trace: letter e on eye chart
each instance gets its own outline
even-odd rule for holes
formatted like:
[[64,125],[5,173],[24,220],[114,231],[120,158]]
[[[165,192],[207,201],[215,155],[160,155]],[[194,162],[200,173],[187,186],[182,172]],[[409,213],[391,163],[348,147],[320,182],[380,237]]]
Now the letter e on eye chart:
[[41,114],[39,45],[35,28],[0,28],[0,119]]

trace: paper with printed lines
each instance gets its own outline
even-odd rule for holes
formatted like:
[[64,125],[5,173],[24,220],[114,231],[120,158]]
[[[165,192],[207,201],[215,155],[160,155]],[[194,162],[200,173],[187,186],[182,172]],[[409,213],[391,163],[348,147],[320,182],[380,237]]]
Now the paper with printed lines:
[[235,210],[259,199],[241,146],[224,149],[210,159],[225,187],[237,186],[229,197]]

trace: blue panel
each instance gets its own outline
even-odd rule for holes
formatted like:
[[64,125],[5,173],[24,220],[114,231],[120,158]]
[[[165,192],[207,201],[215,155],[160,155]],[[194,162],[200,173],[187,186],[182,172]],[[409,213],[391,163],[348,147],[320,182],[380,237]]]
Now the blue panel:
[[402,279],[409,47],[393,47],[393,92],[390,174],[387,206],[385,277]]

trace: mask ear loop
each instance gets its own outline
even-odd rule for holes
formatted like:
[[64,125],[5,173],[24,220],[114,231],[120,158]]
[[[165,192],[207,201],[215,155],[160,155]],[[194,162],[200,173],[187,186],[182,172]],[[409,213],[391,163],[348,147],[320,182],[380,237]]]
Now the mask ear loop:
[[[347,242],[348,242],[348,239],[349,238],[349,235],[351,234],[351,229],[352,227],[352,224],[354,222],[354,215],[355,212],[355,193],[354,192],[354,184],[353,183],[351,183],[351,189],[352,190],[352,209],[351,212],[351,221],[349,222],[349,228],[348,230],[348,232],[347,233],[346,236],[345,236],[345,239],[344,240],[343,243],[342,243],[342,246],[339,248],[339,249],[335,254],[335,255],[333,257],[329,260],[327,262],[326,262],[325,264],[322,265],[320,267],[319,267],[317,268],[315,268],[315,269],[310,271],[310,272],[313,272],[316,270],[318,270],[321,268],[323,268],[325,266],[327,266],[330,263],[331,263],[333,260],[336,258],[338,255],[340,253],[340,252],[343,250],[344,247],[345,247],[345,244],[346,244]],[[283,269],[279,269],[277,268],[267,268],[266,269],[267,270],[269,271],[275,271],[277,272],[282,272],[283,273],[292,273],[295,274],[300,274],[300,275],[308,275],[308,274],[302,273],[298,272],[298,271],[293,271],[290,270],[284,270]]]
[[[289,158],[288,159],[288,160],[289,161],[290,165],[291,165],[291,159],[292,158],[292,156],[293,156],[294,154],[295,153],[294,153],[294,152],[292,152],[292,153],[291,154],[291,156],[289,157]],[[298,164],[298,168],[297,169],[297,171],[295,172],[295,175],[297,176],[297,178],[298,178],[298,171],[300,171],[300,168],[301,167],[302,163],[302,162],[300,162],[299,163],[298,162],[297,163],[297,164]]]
────────────────────────────────────────
**DIRECTIVE**
Can you copy out every line of the records above, character for character, with no changes?

**TASK RESULT**
trace: letter e on eye chart
each instance gets its own outline
even-odd rule for holes
formatted like:
[[64,125],[5,173],[24,220],[114,231],[120,158]]
[[[165,192],[207,201],[215,155],[160,155]],[[194,162],[200,173],[187,186],[182,172]],[[409,213],[391,163],[348,147],[320,182],[380,237]]]
Now the letter e on eye chart:
[[41,114],[39,45],[35,28],[0,28],[0,119]]

trace: paper with printed lines
each instance gets its own outline
even-odd rule for holes
formatted like:
[[64,125],[5,173],[24,220],[114,231],[120,158]]
[[[165,192],[207,201],[215,155],[160,155]],[[194,162],[200,173],[187,186],[182,172]],[[409,213],[391,163],[348,147],[320,182],[380,237]]]
Now the paper with printed lines:
[[235,210],[259,199],[241,146],[224,149],[210,159],[225,187],[237,186],[229,197]]

trace: blue panel
each instance gets its own outline
even-odd rule for holes
formatted like:
[[64,125],[5,173],[24,220],[114,231],[120,158]]
[[[165,192],[207,201],[215,155],[160,155]],[[194,162],[200,173],[187,186],[182,172]],[[409,213],[391,163],[348,147],[320,182],[380,237]]]
Now the blue panel:
[[402,279],[409,47],[393,47],[393,92],[390,174],[387,206],[385,277]]

trace: mask ear loop
each instance gets its own outline
even-odd rule for holes
formatted like:
[[64,125],[5,173],[24,220],[114,231],[120,158]]
[[[165,192],[207,201],[215,155],[160,155]],[[194,162],[200,173],[187,186],[182,172]],[[409,213],[391,163],[348,147],[320,182],[380,237]]]
Now the mask ear loop:
[[[347,242],[348,242],[348,239],[349,238],[349,235],[351,234],[351,229],[352,227],[352,224],[354,222],[354,215],[355,212],[355,193],[354,192],[354,184],[353,183],[351,183],[351,189],[352,190],[352,209],[351,212],[351,221],[349,222],[349,228],[348,230],[348,232],[347,233],[346,236],[345,236],[345,239],[344,240],[343,243],[342,243],[342,246],[339,248],[339,249],[335,254],[335,255],[333,257],[329,260],[327,262],[326,262],[325,264],[322,265],[320,267],[319,267],[317,268],[315,268],[315,269],[310,271],[310,272],[313,272],[316,270],[318,270],[321,268],[323,268],[325,266],[327,266],[330,263],[331,263],[333,260],[336,258],[338,255],[340,253],[340,252],[343,250],[344,247],[345,247],[345,244],[346,244]],[[283,269],[279,269],[277,268],[267,268],[266,269],[267,270],[269,271],[275,271],[277,272],[282,272],[283,273],[292,273],[295,274],[300,274],[300,275],[308,275],[308,274],[302,273],[298,272],[298,271],[293,271],[290,270],[284,270]]]
[[[289,158],[288,159],[288,160],[289,161],[290,165],[291,165],[291,159],[292,158],[292,156],[293,156],[294,154],[295,153],[294,153],[294,152],[292,152],[292,153],[291,154],[291,156],[289,157]],[[298,164],[298,168],[297,169],[297,171],[295,172],[295,175],[297,176],[297,178],[298,178],[298,171],[300,171],[300,168],[301,167],[302,163],[302,162],[300,162],[299,163],[298,162],[297,163],[297,164]]]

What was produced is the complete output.